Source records

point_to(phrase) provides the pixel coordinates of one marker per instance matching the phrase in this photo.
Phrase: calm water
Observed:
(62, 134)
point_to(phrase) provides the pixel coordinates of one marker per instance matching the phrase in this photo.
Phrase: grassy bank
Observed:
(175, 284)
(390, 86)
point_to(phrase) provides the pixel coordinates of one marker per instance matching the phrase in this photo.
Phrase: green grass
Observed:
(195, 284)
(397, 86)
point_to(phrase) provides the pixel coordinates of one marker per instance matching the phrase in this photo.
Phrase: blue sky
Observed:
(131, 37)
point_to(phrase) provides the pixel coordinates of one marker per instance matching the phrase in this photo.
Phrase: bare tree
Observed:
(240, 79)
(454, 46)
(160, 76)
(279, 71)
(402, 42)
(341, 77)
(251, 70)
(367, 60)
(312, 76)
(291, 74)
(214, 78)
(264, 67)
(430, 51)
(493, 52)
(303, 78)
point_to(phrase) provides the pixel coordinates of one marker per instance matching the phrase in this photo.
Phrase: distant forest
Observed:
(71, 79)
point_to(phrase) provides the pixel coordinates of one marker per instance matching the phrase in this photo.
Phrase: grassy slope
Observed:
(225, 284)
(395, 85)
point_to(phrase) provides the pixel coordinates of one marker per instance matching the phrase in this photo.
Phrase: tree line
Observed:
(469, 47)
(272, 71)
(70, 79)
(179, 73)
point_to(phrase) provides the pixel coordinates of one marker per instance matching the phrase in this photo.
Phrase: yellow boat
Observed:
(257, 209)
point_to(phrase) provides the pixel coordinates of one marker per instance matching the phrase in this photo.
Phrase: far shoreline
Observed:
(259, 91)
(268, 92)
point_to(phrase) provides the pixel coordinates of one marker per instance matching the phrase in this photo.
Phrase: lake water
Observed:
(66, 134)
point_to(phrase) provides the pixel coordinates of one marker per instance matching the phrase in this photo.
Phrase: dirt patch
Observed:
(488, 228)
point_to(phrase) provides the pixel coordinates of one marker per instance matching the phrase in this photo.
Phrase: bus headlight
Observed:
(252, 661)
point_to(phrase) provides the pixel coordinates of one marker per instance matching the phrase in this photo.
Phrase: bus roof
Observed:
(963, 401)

• What you should do
Return, from the data above, each line in which the string "grassy" appears.

• Response
Phrase: grassy bank
Phrase: grassy slope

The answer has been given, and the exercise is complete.